* TEXT SECTION

You can't prove this claim without anechoic chamber, right?

gedlee · 2013-09-22 5:27 pm

I made this comment in the other thread but I will make it again here because it is important. As a speaker gets better and better, i.e. a more and more compact impulse response with a flatter and flatter frequency response, the measurement errors from gating become less and less. This means that poor speaker benefit from these errors, but better speakers do not.

Perhaps one should always show the actual impulse response before windowing so that users of the data can see if there is a potential for a bad window implementation. I would certainly be willing to do this. I'm not trying to hide anything.

gedlee · 2013-09-22 5:31 pm

mabat said:
You can't prove this claim without anechoic chamber, right?

I am not sure that is true, but in any case I am not interested in proving anything. I know the facts.

mabat · 2013-09-22 5:34 pm

No, if you KNEW, you could prove it, right away. But you DON'T really know, because you have only data from in-room response, gated to 5 ms. That's what this is all is about

d a o · 2013-09-22 6:21 pm

Gating was never promised to be perfect but
XX many studies have shown that it is what comes closest

Not many people have access to "Anechoic chamber" and very few are so large* that it can be used for sub bass

PS no people are living in a "Anechoic chamber"So why measure a speaker there?

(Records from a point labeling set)

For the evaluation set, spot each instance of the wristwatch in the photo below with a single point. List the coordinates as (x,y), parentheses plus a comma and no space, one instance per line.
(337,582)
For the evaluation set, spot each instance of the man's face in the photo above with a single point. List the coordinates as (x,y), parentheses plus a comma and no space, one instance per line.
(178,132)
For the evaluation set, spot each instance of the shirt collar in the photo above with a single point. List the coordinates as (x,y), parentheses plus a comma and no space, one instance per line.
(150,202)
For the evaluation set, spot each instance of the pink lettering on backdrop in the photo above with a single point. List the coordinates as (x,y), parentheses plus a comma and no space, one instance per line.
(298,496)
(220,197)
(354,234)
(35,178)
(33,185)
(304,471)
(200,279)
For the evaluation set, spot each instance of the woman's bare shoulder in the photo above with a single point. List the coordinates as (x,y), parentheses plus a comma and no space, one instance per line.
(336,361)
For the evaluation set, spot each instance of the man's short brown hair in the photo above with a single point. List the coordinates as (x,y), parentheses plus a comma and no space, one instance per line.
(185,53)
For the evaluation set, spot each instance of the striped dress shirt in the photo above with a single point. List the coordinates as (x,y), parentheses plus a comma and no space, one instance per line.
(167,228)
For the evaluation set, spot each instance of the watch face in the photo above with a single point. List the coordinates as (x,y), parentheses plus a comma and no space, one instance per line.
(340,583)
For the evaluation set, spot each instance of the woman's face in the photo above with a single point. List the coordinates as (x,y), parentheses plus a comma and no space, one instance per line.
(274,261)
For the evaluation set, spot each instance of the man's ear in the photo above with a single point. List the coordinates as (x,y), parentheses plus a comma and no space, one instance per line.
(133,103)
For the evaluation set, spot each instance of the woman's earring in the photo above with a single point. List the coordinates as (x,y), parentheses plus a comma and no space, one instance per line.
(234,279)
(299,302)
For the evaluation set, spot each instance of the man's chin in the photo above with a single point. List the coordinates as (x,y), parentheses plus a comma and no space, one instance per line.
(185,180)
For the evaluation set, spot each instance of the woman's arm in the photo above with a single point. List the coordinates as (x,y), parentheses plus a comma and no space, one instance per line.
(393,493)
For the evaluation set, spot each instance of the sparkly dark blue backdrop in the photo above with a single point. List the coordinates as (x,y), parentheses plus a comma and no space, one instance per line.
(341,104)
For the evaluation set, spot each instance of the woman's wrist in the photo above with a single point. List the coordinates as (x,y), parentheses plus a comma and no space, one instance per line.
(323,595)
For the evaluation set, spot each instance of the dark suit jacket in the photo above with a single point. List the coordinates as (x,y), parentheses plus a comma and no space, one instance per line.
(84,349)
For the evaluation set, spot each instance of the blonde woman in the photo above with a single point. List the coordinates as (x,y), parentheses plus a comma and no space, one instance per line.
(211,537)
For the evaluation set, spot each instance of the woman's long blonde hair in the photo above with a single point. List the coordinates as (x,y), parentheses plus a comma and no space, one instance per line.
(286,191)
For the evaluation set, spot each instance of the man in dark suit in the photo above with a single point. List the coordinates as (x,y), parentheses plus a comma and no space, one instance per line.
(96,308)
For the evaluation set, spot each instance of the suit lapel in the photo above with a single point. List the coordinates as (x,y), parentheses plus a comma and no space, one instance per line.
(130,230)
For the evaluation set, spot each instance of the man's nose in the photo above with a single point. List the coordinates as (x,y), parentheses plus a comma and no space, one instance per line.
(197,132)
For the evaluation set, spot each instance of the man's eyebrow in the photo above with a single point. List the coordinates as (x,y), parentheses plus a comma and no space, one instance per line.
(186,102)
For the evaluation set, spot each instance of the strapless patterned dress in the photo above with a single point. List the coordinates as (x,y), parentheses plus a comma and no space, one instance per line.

* REQUIREMENTS
Determine whether each of the following statements agrees with the thread on speaker measurement, giving yes or no and quoting the words of the thread that decide it.
1. As a speaker improves, the measurement errors caused by gating decrease.
2. The in-room response data under discussion was gated to 10 ms.
3. The poster gedlee expresses an interest in proving the claim.

* WRITTEN ANSWER
1. Yes: "the measurement errors from gating become less and less"
2. No: "gated to 5 ms"
3. No: "I am not interested in proving anything"